#### Exercise task:
Format the records below as a two-column CSV with the headers input and output, one row per record. Put each record's full text in input and its answer in output, with each field in double quotes and line breaks replaced by spaces.

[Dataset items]
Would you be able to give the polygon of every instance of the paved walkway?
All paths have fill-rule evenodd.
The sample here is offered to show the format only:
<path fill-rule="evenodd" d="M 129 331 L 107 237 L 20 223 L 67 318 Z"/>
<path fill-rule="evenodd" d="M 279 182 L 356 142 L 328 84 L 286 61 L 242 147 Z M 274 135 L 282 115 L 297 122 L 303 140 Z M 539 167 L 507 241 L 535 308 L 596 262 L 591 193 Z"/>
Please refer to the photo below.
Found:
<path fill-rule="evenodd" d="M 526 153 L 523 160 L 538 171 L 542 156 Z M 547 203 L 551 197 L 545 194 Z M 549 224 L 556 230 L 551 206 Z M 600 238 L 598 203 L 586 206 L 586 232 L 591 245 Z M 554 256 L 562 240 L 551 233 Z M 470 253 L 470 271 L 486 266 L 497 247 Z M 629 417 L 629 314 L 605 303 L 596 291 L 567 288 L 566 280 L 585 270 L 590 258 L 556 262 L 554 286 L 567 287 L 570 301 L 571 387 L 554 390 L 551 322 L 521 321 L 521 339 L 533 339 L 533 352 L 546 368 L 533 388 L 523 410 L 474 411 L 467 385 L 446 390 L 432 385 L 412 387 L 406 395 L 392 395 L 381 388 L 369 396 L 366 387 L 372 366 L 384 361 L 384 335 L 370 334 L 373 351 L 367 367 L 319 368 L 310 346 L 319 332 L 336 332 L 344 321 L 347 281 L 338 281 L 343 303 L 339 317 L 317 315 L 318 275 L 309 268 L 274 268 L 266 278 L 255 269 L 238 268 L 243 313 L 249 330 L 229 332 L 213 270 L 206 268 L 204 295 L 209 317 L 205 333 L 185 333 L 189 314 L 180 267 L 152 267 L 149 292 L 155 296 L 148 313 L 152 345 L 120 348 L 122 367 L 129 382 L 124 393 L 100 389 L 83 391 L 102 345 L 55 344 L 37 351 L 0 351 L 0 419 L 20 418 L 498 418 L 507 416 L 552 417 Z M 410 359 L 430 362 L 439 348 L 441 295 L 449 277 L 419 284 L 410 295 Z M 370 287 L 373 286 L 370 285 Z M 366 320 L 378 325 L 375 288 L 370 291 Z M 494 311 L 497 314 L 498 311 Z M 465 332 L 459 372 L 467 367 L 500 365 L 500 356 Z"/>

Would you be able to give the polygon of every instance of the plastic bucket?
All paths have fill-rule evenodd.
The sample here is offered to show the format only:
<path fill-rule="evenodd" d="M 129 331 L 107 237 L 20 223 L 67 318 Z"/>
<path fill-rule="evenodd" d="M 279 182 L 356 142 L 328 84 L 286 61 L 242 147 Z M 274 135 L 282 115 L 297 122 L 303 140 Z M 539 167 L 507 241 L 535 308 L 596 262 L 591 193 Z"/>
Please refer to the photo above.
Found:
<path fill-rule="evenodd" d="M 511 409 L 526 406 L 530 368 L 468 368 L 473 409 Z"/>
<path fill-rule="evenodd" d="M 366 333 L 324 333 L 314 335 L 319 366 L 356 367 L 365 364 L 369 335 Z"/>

#### Solution to the problem:
input,output
"Would you be able to give the polygon of every instance of the paved walkway? All paths have fill-rule evenodd. The sample here is offered to show the format only: <path fill-rule=""evenodd"" d=""M 129 331 L 107 237 L 20 223 L 67 318 Z""/> <path fill-rule=""evenodd"" d=""M 279 182 L 356 142 L 328 84 L 286 61 L 242 147 Z M 274 135 L 282 115 L 297 122 L 303 140 Z M 539 167 L 507 241 L 535 308 L 596 262 L 591 193 Z""/> Please refer to the photo below. Found:","<path fill-rule=""evenodd"" d=""M 526 153 L 523 160 L 538 171 L 542 156 Z M 547 203 L 551 197 L 545 194 Z M 549 224 L 556 230 L 551 206 Z M 600 238 L 598 203 L 586 206 L 586 232 L 591 245 Z M 554 256 L 562 240 L 551 233 Z M 470 253 L 470 271 L 486 266 L 497 247 Z M 629 417 L 629 314 L 605 303 L 596 291 L 567 288 L 566 280 L 585 270 L 590 258 L 556 262 L 554 286 L 567 287 L 570 301 L 571 387 L 554 390 L 551 322 L 521 321 L 521 339 L 533 339 L 533 352 L 546 368 L 533 388 L 523 410 L 474 411 L 467 385 L 446 390 L 432 385 L 412 387 L 406 395 L 392 395 L 381 388 L 369 396 L 366 387 L 372 366 L 384 361 L 384 335 L 370 334 L 373 351 L 367 367 L 319 368 L 310 346 L 319 332 L 336 332 L 344 321 L 347 281 L 338 281 L 343 303 L 339 317 L 317 315 L 318 275 L 309 268 L 274 268 L 266 278 L 255 269 L 238 268 L 243 313 L 249 330 L 229 332 L 213 270 L 206 268 L 204 295 L 209 317 L 205 333 L 185 333 L 189 314 L 180 267 L 152 267 L 149 292 L 155 296 L 148 313 L 152 345 L 120 348 L 122 367 L 129 382 L 124 393 L 100 389 L 83 391 L 102 345 L 55 344 L 37 351 L 0 351 L 0 419 L 20 418 L 498 418 L 507 416 L 552 417 Z M 410 359 L 430 362 L 439 348 L 441 295 L 449 277 L 419 284 L 410 295 Z M 370 287 L 373 286 L 370 285 Z M 366 320 L 378 325 L 375 288 L 370 291 Z M 494 311 L 497 314 L 498 311 Z M 465 332 L 459 372 L 467 367 L 500 365 L 500 356 Z""/>"
"Would you be able to give the polygon of every instance of the plastic bucket? All paths have fill-rule evenodd. The sample here is offered to show the format only: <path fill-rule=""evenodd"" d=""M 129 331 L 107 237 L 20 223 L 67 318 Z""/> <path fill-rule=""evenodd"" d=""M 279 182 L 356 142 L 328 84 L 286 61 L 242 147 Z M 274 135 L 282 115 L 297 122 L 303 140 Z M 539 167 L 507 241 L 535 308 L 596 262 L 591 193 Z""/> Please refer to the photo above. Found:","<path fill-rule=""evenodd"" d=""M 511 409 L 526 406 L 530 368 L 468 368 L 473 409 Z""/> <path fill-rule=""evenodd"" d=""M 366 333 L 324 333 L 314 335 L 319 366 L 356 367 L 365 364 L 369 335 Z""/>"